JOB -
Write the next few paragraphs of the parliamentary speech on Australia's immigration detention inquiry, picking up right after its final sentence.

I rise to speak in support of this report as a member of this parliament and a member of the Joint Standing Committee on Migration. This is a report on the inquiry into immigration detention in Australia by the committee. This report is the first of three reports on the inquiry into immigration detention in Australia. This report addresses the criteria that should be applied in determining for how long a person should be held in immigration detention, the criteria that should be applied in determining when a person should be released from immigration detention following health and security checks, and a review mechanism for ongoing detention, removal practices and detention costs. The second and third reports, which are to be tabled in 2009, will address alternatives to detention, financial costs, service provision and the infrastructure required to support the immigration detention framework for the future.

This inquiry was long overdue. The Australian community was tired of the way that unauthorised persons were treated in this country. There is no doubt that Australians expect a government to ensure strong border protections. However, Australians also expect that this will be done in a fair and balanced way and in a way that supports the Universal Declaration of Human Rights. The Prime Minister has just spoken on the Universal Declaration of Human Rights in the chamber. The Prime Minister noted the focus of this Labor government on ensuring that the policies adopted by this government in dealing with unauthorised arrivals are applied in a humane way.

EXCERPTED DATA -
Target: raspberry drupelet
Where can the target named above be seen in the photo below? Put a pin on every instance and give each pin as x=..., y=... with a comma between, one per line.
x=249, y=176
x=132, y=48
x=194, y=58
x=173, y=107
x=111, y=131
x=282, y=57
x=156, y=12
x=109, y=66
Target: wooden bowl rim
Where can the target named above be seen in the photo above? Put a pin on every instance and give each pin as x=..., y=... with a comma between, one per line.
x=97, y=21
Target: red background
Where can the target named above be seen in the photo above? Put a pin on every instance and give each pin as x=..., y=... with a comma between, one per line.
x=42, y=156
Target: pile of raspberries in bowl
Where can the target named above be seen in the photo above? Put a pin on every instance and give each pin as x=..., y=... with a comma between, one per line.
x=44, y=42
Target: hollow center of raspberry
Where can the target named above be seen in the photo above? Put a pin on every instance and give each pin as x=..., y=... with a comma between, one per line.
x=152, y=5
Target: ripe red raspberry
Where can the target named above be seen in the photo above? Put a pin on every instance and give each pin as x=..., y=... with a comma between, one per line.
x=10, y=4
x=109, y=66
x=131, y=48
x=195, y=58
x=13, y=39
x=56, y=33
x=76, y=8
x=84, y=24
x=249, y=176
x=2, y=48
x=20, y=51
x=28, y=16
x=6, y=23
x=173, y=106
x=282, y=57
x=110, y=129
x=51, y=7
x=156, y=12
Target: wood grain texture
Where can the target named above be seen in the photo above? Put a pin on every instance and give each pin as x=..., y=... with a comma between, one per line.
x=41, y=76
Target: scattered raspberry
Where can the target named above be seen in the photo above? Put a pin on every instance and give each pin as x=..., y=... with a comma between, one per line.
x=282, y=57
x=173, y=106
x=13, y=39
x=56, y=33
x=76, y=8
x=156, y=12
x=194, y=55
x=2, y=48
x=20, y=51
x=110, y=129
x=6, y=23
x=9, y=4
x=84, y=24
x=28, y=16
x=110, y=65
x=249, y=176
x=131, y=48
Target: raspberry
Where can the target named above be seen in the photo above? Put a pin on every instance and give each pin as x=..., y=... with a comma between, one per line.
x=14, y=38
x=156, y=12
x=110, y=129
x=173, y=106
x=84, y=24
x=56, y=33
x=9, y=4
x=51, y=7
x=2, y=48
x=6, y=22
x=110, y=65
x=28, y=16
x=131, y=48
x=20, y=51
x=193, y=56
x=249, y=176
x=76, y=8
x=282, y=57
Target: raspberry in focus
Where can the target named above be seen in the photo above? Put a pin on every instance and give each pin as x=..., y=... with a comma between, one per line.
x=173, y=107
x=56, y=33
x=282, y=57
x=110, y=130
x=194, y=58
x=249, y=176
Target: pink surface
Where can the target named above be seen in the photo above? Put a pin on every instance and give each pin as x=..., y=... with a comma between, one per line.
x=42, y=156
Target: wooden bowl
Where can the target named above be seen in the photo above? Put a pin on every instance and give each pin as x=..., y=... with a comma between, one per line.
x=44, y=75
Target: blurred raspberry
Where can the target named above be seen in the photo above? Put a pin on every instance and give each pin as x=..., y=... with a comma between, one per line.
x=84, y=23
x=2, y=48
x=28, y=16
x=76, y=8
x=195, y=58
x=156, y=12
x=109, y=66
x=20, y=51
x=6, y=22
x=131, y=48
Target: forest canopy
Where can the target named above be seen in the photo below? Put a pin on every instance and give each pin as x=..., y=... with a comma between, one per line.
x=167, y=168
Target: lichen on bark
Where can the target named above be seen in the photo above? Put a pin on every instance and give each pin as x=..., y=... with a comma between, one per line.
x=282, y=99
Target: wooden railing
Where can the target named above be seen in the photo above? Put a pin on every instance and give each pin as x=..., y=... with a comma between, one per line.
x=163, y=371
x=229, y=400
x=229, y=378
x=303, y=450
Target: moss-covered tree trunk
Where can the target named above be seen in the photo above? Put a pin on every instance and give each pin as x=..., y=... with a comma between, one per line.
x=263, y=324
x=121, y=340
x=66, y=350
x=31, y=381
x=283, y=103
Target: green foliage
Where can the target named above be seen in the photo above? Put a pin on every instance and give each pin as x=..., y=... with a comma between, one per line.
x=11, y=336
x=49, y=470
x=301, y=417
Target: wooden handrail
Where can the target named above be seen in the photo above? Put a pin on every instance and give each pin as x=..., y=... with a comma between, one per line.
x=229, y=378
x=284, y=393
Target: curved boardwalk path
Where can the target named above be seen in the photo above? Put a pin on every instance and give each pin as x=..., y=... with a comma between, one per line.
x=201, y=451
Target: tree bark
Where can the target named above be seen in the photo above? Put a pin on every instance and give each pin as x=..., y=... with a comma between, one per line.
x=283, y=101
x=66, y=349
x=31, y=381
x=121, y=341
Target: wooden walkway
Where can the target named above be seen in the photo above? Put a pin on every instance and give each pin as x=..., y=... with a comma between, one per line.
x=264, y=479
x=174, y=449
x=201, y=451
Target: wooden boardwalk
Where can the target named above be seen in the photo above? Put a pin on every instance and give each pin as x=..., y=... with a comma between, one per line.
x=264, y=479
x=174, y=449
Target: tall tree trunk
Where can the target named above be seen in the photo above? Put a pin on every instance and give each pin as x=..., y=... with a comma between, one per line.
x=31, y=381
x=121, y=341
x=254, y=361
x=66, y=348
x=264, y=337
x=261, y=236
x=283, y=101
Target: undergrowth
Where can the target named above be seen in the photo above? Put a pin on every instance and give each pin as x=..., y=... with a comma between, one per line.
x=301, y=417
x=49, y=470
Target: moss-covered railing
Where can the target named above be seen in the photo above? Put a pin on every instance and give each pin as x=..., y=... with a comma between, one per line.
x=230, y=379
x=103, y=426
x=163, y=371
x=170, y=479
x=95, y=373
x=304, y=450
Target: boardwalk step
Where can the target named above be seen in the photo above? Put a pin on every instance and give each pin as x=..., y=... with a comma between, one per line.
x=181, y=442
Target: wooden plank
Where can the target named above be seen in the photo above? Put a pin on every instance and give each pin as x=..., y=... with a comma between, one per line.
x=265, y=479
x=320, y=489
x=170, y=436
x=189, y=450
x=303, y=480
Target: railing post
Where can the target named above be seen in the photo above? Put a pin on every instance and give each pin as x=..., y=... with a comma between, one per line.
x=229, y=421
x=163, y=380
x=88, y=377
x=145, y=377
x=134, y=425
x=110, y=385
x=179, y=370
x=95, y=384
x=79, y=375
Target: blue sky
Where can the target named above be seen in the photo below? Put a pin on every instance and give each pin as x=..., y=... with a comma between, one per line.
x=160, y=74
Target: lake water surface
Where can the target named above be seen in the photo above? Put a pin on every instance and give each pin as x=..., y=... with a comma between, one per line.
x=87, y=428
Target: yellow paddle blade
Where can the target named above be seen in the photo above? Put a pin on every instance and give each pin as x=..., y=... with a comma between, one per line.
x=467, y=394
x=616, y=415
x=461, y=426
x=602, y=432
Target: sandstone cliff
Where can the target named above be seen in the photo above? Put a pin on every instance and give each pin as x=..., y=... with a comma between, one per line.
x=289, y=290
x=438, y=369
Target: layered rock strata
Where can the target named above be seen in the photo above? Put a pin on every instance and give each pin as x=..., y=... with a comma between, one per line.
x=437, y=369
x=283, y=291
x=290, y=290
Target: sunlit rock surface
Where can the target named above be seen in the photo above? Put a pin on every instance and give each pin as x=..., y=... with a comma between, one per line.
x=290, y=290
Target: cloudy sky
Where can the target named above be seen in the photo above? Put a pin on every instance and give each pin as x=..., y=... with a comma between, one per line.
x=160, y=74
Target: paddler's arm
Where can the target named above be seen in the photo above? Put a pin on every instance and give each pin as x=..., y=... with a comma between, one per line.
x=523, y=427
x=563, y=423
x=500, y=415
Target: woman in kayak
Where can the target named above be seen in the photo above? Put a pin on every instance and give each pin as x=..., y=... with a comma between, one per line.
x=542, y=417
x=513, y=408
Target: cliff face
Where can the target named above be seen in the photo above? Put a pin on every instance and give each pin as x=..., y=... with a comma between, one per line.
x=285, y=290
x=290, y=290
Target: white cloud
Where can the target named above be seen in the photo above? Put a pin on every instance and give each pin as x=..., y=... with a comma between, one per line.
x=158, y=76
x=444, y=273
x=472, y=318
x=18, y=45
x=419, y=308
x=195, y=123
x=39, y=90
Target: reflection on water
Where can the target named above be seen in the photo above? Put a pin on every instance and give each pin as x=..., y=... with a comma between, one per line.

SOLVED PROBLEM -
On 29 July 2008, the Minister for Immigration and Citizenship, Senator the Hon. Chris Evans, announced a series of values that would underpin Australia’s immigration detention policy. Those seven values are as follows. Mandatory detention is an essential component of strong border control. To support the integrity of Australia’s immigration program, three groups will be subject to mandatory detention: all unauthorised arrivals, for management of health, identity and security risks to the community; unlawful noncitizens who present unacceptable risks to the community; and unlawful noncitizens who have repeatedly refused to comply with their visa conditions. Children, including juvenile foreign fishers and, where possible, their families, will not be detained in an immigration detention centre. Detention that is indefinite or otherwise arbitrary is not acceptable, and the length and conditions of detention, including the appropriateness of both the accommodation and the services provided, would be subject to regular review. Detention in immigration detention centres is only to be used as a last resort and for the shortest practicable time. People in detention will be treated fairly and reasonably within the law. Conditions of detention will ensure the inherent dignity of the human person.

Since this inquiry commenced, the Minister for Immigration and Citizenship announced changes to detention that fundamentally reintroduce basic human rights into the way that this country deals with people that are unauthorised arrivals in this country. The premise of the new changes was that unlawful arrivals should be held in detention for the least amount of time possible and only for certain reasons.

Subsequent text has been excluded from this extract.